## What this task involves
Repeat exactly, and only, the lines from the one containing "Detection annotation — mark the barren" through the end of the records.

[Rows of box annotation data]

┄┄┄┄┄┄

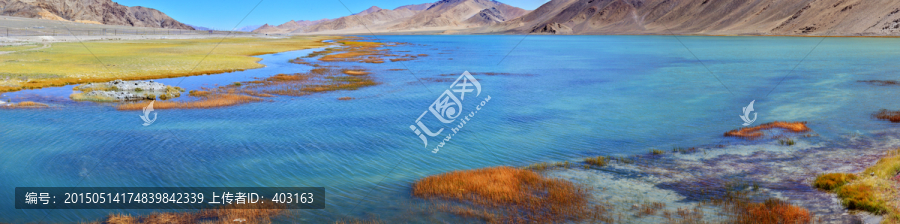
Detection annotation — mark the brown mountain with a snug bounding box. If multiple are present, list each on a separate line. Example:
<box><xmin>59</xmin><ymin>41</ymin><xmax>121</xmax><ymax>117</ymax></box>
<box><xmin>394</xmin><ymin>3</ymin><xmax>434</xmax><ymax>11</ymax></box>
<box><xmin>293</xmin><ymin>8</ymin><xmax>418</xmax><ymax>33</ymax></box>
<box><xmin>388</xmin><ymin>0</ymin><xmax>528</xmax><ymax>31</ymax></box>
<box><xmin>486</xmin><ymin>0</ymin><xmax>900</xmax><ymax>35</ymax></box>
<box><xmin>354</xmin><ymin>6</ymin><xmax>381</xmax><ymax>16</ymax></box>
<box><xmin>0</xmin><ymin>0</ymin><xmax>194</xmax><ymax>30</ymax></box>
<box><xmin>254</xmin><ymin>0</ymin><xmax>528</xmax><ymax>34</ymax></box>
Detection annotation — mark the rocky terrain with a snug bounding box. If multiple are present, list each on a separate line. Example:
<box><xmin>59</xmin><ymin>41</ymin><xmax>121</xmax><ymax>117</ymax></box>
<box><xmin>478</xmin><ymin>0</ymin><xmax>900</xmax><ymax>36</ymax></box>
<box><xmin>254</xmin><ymin>0</ymin><xmax>900</xmax><ymax>36</ymax></box>
<box><xmin>253</xmin><ymin>0</ymin><xmax>528</xmax><ymax>34</ymax></box>
<box><xmin>0</xmin><ymin>0</ymin><xmax>194</xmax><ymax>30</ymax></box>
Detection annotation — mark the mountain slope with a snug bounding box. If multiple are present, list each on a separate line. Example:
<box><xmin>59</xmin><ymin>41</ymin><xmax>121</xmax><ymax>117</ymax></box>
<box><xmin>354</xmin><ymin>6</ymin><xmax>381</xmax><ymax>16</ymax></box>
<box><xmin>486</xmin><ymin>0</ymin><xmax>900</xmax><ymax>35</ymax></box>
<box><xmin>389</xmin><ymin>0</ymin><xmax>528</xmax><ymax>30</ymax></box>
<box><xmin>0</xmin><ymin>0</ymin><xmax>194</xmax><ymax>30</ymax></box>
<box><xmin>254</xmin><ymin>0</ymin><xmax>528</xmax><ymax>34</ymax></box>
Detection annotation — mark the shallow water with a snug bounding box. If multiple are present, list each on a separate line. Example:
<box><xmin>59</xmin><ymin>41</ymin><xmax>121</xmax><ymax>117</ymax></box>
<box><xmin>0</xmin><ymin>36</ymin><xmax>900</xmax><ymax>223</ymax></box>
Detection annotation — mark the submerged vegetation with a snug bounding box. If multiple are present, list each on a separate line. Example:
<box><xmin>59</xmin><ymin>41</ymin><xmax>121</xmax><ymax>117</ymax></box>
<box><xmin>873</xmin><ymin>109</ymin><xmax>900</xmax><ymax>123</ymax></box>
<box><xmin>412</xmin><ymin>167</ymin><xmax>611</xmax><ymax>223</ymax></box>
<box><xmin>725</xmin><ymin>121</ymin><xmax>809</xmax><ymax>140</ymax></box>
<box><xmin>0</xmin><ymin>36</ymin><xmax>334</xmax><ymax>92</ymax></box>
<box><xmin>88</xmin><ymin>203</ymin><xmax>285</xmax><ymax>224</ymax></box>
<box><xmin>813</xmin><ymin>173</ymin><xmax>858</xmax><ymax>191</ymax></box>
<box><xmin>721</xmin><ymin>198</ymin><xmax>813</xmax><ymax>224</ymax></box>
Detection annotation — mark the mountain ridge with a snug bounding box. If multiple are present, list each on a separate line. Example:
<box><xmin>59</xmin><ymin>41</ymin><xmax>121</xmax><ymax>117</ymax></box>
<box><xmin>0</xmin><ymin>0</ymin><xmax>194</xmax><ymax>30</ymax></box>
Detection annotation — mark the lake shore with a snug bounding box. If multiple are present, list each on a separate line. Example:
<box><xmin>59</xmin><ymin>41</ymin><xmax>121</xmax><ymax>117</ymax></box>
<box><xmin>0</xmin><ymin>35</ymin><xmax>340</xmax><ymax>92</ymax></box>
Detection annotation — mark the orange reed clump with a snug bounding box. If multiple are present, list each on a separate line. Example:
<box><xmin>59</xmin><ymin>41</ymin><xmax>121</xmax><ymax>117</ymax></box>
<box><xmin>725</xmin><ymin>121</ymin><xmax>809</xmax><ymax>139</ymax></box>
<box><xmin>116</xmin><ymin>93</ymin><xmax>262</xmax><ymax>110</ymax></box>
<box><xmin>737</xmin><ymin>199</ymin><xmax>812</xmax><ymax>224</ymax></box>
<box><xmin>344</xmin><ymin>70</ymin><xmax>369</xmax><ymax>75</ymax></box>
<box><xmin>412</xmin><ymin>166</ymin><xmax>609</xmax><ymax>223</ymax></box>
<box><xmin>874</xmin><ymin>109</ymin><xmax>900</xmax><ymax>123</ymax></box>
<box><xmin>6</xmin><ymin>101</ymin><xmax>50</xmax><ymax>108</ymax></box>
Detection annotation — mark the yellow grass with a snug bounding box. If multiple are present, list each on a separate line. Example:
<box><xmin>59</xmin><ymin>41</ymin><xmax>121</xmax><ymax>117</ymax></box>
<box><xmin>815</xmin><ymin>149</ymin><xmax>900</xmax><ymax>220</ymax></box>
<box><xmin>4</xmin><ymin>101</ymin><xmax>49</xmax><ymax>108</ymax></box>
<box><xmin>0</xmin><ymin>37</ymin><xmax>336</xmax><ymax>92</ymax></box>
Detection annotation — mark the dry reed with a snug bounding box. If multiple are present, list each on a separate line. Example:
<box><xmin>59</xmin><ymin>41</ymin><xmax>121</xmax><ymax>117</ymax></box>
<box><xmin>725</xmin><ymin>121</ymin><xmax>809</xmax><ymax>139</ymax></box>
<box><xmin>413</xmin><ymin>166</ymin><xmax>610</xmax><ymax>223</ymax></box>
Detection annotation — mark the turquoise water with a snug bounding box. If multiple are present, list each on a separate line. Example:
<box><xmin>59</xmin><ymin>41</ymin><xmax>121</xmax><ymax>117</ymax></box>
<box><xmin>0</xmin><ymin>35</ymin><xmax>900</xmax><ymax>223</ymax></box>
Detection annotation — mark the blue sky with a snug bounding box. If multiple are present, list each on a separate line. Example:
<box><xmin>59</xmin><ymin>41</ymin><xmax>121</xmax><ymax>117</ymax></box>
<box><xmin>113</xmin><ymin>0</ymin><xmax>547</xmax><ymax>30</ymax></box>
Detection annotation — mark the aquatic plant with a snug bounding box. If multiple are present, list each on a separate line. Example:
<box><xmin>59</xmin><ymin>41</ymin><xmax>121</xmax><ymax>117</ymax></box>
<box><xmin>778</xmin><ymin>138</ymin><xmax>796</xmax><ymax>146</ymax></box>
<box><xmin>343</xmin><ymin>70</ymin><xmax>369</xmax><ymax>75</ymax></box>
<box><xmin>863</xmin><ymin>149</ymin><xmax>900</xmax><ymax>179</ymax></box>
<box><xmin>631</xmin><ymin>202</ymin><xmax>666</xmax><ymax>217</ymax></box>
<box><xmin>837</xmin><ymin>184</ymin><xmax>887</xmax><ymax>214</ymax></box>
<box><xmin>813</xmin><ymin>173</ymin><xmax>858</xmax><ymax>191</ymax></box>
<box><xmin>873</xmin><ymin>109</ymin><xmax>900</xmax><ymax>123</ymax></box>
<box><xmin>188</xmin><ymin>90</ymin><xmax>211</xmax><ymax>97</ymax></box>
<box><xmin>725</xmin><ymin>121</ymin><xmax>809</xmax><ymax>140</ymax></box>
<box><xmin>731</xmin><ymin>198</ymin><xmax>812</xmax><ymax>224</ymax></box>
<box><xmin>90</xmin><ymin>203</ymin><xmax>285</xmax><ymax>224</ymax></box>
<box><xmin>116</xmin><ymin>93</ymin><xmax>262</xmax><ymax>110</ymax></box>
<box><xmin>412</xmin><ymin>166</ymin><xmax>611</xmax><ymax>223</ymax></box>
<box><xmin>0</xmin><ymin>101</ymin><xmax>50</xmax><ymax>108</ymax></box>
<box><xmin>584</xmin><ymin>156</ymin><xmax>609</xmax><ymax>166</ymax></box>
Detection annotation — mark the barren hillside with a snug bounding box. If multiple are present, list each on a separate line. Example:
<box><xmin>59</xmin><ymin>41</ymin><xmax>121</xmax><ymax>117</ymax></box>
<box><xmin>0</xmin><ymin>0</ymin><xmax>194</xmax><ymax>30</ymax></box>
<box><xmin>482</xmin><ymin>0</ymin><xmax>900</xmax><ymax>35</ymax></box>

┄┄┄┄┄┄

## Written reply
Detection annotation — mark the barren hillside with a snug bounding box. If multiple are present, list each on a separate line. Example:
<box><xmin>59</xmin><ymin>41</ymin><xmax>121</xmax><ymax>117</ymax></box>
<box><xmin>0</xmin><ymin>0</ymin><xmax>194</xmax><ymax>30</ymax></box>
<box><xmin>482</xmin><ymin>0</ymin><xmax>900</xmax><ymax>35</ymax></box>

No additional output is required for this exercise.